-- start PASSAGE SHOWN --

Processing data entered via the keyboard in Windows
There are several basic technologies which can be used to intercept keystrokes and mouse events, and many keyloggers use these technologies. However, before examining specific types of keylogger, it’s necessary to understand how data entered via the keyboard is processed by Windows. To describe the process – from a key being pressed on the keyboard to the keyboard system interrupt controller being activated and an active WM_KEYDOWN message appearing, three sources have been used:
“Apparatnoe obeshpechenie IBM PC” by Alexander Frolov and Grigory Frolov, Volume 2, Book 1. Published by Dialog-MIFI, 1992. The second chapter, “The Keyboard” described how a keyboard functions, the ports used, and keyboard hardware interrupts;
The section related to “HID / Human Input Devices” of the MSDN library, which describes the low-level (driver) part of the process by which keyboard input is processed;
Jeffrey Richter’s book ‘Creating effective Win32 applications for 64-bit Windows”. Chapter 27, “A model of hardware input and the local input condition” contains a description of the high level part of the process by which keyboard input is processed (in user mode).
The keyboard as a physical device: how it works
Today, the majority of keyboards are a separate device connected to the computer via a port – most frequently PS/2 or USB. There are two micro-controllers which support the processing of keyboard input data; one is part of the motherboard, the other is within the keyboard itself. Consequently, it could be said that a PC keyboard is itself a small computer system. It uses an 8042 microcontroller which constantly scans keys being pressed on the keyboard independently of central CPU activity.
Each key on the keyboard has a specific number assigned to it; this is linked to keyboard matrix map and is not directly dependent on the value shown on the surface of the key itself. This number is called a “scan code” (the name highlights the fact that the computer scans the keyboard to search for keystrokes). Scan codes are random values which were selected by IBM back in the days when the company created the first keyboard for PCs. A scan code does not correspond to the ASCII code of a key; actually, a single key may correspond to several ASCII code values. A table of scan codes can be found in the twentieth chapter of “The Art of Assembly Language Programming”.

-- end PASSAGE SHOWN --
-- start DATASET CONTENT --

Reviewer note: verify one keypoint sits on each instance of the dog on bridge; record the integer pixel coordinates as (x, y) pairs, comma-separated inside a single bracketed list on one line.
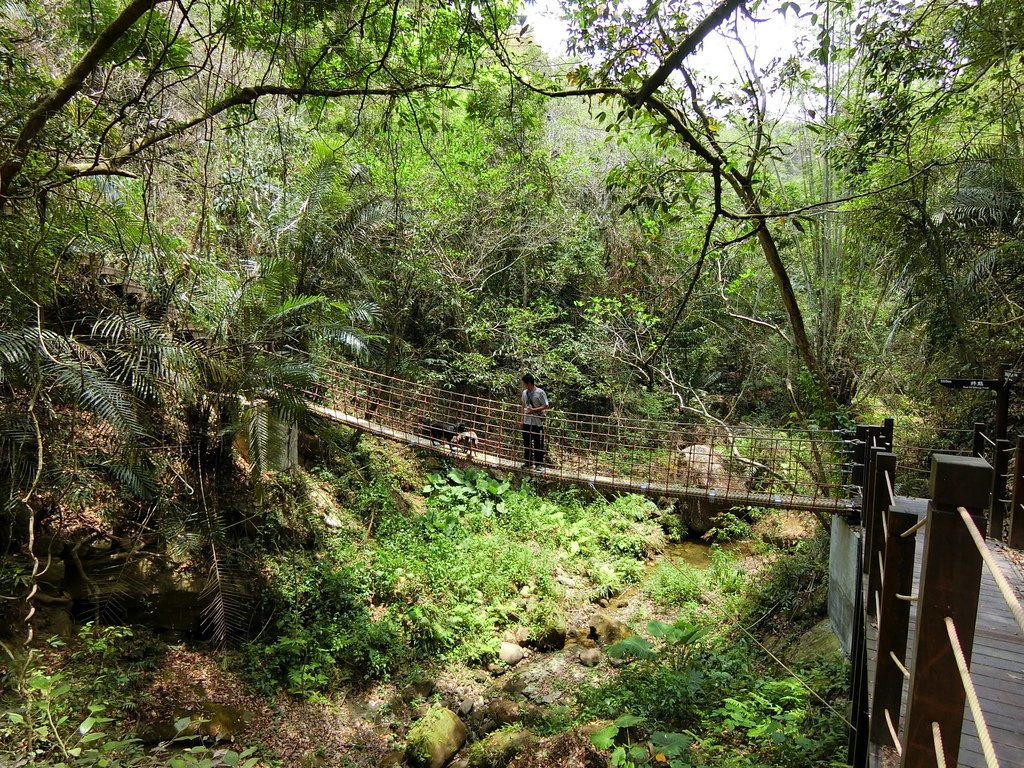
[(439, 433), (466, 441)]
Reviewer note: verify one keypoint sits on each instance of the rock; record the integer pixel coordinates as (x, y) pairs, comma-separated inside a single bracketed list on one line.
[(819, 642), (605, 629), (498, 750), (511, 653), (434, 738), (504, 712), (552, 637), (702, 467), (469, 704), (517, 635), (418, 689), (212, 721)]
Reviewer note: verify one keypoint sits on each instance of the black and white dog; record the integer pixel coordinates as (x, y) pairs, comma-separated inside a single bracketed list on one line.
[(439, 433), (466, 440)]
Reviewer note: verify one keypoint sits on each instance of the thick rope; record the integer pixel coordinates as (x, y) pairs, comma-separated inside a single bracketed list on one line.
[(1013, 602), (972, 696), (913, 528), (902, 668), (940, 754), (889, 485), (892, 732)]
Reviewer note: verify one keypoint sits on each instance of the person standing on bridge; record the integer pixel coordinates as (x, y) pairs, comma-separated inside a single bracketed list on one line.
[(535, 402)]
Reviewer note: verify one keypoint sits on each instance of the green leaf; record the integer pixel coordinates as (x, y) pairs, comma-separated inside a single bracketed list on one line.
[(604, 738), (628, 721)]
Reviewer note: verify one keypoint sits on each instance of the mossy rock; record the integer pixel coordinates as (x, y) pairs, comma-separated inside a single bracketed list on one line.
[(500, 748), (434, 738), (818, 643)]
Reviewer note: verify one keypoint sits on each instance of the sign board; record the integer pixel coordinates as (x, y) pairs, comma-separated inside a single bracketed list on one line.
[(972, 383)]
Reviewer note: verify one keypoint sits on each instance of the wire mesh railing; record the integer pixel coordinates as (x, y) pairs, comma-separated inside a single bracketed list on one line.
[(735, 465)]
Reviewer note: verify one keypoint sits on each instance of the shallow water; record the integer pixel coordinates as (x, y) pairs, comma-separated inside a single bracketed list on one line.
[(697, 554)]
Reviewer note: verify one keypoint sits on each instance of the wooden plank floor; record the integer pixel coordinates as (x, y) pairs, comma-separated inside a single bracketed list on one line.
[(996, 666)]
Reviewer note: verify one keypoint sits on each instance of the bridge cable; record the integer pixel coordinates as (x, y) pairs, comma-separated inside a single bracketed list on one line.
[(1013, 602), (972, 695), (940, 753)]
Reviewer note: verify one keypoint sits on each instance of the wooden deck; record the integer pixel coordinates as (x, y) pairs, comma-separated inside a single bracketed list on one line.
[(634, 484), (996, 667)]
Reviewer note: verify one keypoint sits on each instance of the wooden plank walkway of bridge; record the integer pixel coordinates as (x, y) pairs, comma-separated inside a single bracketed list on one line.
[(996, 666), (622, 483)]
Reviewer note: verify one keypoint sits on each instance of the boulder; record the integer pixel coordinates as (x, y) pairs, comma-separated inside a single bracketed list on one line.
[(702, 467), (819, 642), (434, 738), (551, 637), (606, 630), (511, 653), (499, 749)]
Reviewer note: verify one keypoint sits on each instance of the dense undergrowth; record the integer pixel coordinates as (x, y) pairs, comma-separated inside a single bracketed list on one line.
[(402, 569)]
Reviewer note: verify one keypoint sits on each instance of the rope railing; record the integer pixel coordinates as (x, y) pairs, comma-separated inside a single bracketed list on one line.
[(1000, 581), (972, 695), (940, 755), (756, 466)]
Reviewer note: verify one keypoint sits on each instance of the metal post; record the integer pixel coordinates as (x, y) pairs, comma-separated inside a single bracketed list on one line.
[(950, 582), (894, 624), (1016, 538), (856, 753), (860, 442), (887, 433), (875, 547), (978, 446), (1003, 402)]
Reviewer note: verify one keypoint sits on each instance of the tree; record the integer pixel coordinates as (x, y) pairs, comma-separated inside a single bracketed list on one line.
[(639, 60)]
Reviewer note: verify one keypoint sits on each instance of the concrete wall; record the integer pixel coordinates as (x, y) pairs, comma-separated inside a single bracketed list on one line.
[(844, 581)]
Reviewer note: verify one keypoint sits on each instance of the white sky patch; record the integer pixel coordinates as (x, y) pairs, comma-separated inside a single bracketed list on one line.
[(773, 37)]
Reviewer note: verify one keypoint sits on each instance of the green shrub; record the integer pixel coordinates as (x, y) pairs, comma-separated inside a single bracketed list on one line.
[(323, 630), (675, 585)]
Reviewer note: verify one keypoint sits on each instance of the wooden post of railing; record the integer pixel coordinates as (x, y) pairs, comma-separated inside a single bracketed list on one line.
[(894, 621), (950, 581), (1016, 538), (882, 464), (998, 500), (978, 445)]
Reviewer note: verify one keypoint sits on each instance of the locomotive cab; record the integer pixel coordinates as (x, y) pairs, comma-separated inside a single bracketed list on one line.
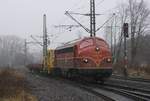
[(90, 57)]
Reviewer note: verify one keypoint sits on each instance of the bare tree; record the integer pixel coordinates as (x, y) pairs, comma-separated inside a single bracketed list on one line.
[(139, 16)]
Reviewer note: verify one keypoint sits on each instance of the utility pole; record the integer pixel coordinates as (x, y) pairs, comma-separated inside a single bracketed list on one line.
[(125, 28), (92, 19), (25, 52), (67, 26), (44, 43)]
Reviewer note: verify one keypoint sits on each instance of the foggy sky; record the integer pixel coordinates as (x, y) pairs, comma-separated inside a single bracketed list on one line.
[(24, 17)]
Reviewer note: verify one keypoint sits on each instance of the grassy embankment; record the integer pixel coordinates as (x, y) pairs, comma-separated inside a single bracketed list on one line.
[(14, 87), (137, 72)]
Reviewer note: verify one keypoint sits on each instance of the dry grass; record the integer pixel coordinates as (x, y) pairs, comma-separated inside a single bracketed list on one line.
[(139, 72), (14, 87)]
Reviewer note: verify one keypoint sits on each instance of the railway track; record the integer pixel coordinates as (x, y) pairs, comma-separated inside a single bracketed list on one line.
[(133, 93), (110, 92), (127, 92), (131, 79)]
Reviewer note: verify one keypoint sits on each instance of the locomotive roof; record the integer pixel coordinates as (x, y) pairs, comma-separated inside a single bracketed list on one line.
[(74, 42), (69, 44)]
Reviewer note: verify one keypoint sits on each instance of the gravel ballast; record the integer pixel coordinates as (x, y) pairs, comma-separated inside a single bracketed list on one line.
[(49, 89)]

-- end DATASET CONTENT --

* [WHAT TO WORK ON]:
**1.** In the keyboard passage, what microcontroller does a PC keyboard use to scan for keys being pressed?
**2.** Print the part of the keyboard passage that opens with the words "The keyboard as" and closes with "central CPU activity.".
The lines are material apart from the keyboard passage.

* [ANSWERS PROVIDED]:
**1.** An 8042 microcontroller.

**2.**
The keyboard as a physical device: how it works
Today, the majority of keyboards are a separate device connected to the computer via a port – most frequently PS/2 or USB. There are two micro-controllers which support the processing of keyboard input data; one is part of the motherboard, the other is within the keyboard itself. Consequently, it could be said that a PC keyboard is itself a small computer system. It uses an 8042 microcontroller which constantly scans keys being pressed on the keyboard independently of central CPU activity.